» **HOW TO COMPLETE THIS TASK**: Show the lines of the material that contain the word "water".

» **STUDY MATERIAL**:
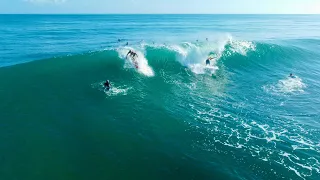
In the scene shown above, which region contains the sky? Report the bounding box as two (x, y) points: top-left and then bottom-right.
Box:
(0, 0), (320, 14)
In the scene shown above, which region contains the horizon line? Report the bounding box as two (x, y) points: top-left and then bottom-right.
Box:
(0, 13), (319, 15)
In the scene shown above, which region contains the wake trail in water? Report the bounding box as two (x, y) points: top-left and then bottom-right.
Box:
(91, 81), (132, 96)
(263, 76), (307, 95)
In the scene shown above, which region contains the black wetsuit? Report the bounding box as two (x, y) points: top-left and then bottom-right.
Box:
(206, 59), (210, 65)
(127, 51), (138, 59)
(104, 81), (110, 90)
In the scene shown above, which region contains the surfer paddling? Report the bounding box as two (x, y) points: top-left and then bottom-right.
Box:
(289, 73), (296, 78)
(104, 80), (111, 91)
(126, 50), (139, 68)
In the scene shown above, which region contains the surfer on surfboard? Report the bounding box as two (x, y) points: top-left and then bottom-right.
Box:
(206, 57), (214, 66)
(126, 50), (139, 68)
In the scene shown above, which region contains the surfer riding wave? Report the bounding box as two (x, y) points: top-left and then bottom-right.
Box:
(126, 50), (139, 68)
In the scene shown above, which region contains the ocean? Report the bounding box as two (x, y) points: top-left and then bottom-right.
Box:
(0, 14), (320, 180)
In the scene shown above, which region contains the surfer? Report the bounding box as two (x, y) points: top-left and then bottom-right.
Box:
(126, 42), (129, 46)
(126, 50), (139, 68)
(206, 38), (208, 41)
(289, 73), (295, 78)
(126, 50), (138, 60)
(206, 57), (214, 66)
(104, 80), (111, 91)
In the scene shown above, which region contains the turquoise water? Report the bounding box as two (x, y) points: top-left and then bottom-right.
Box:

» **OUTPUT OF THE TASK**:
In the scene shown above, which region contains the wake trail in water? Report the bounding box as two (x, y) points: top-left and then bottom-right.
In the scene shown above, which region contains the turquoise water? Report the bounding box as two (x, y) points: top-left and then bottom-right.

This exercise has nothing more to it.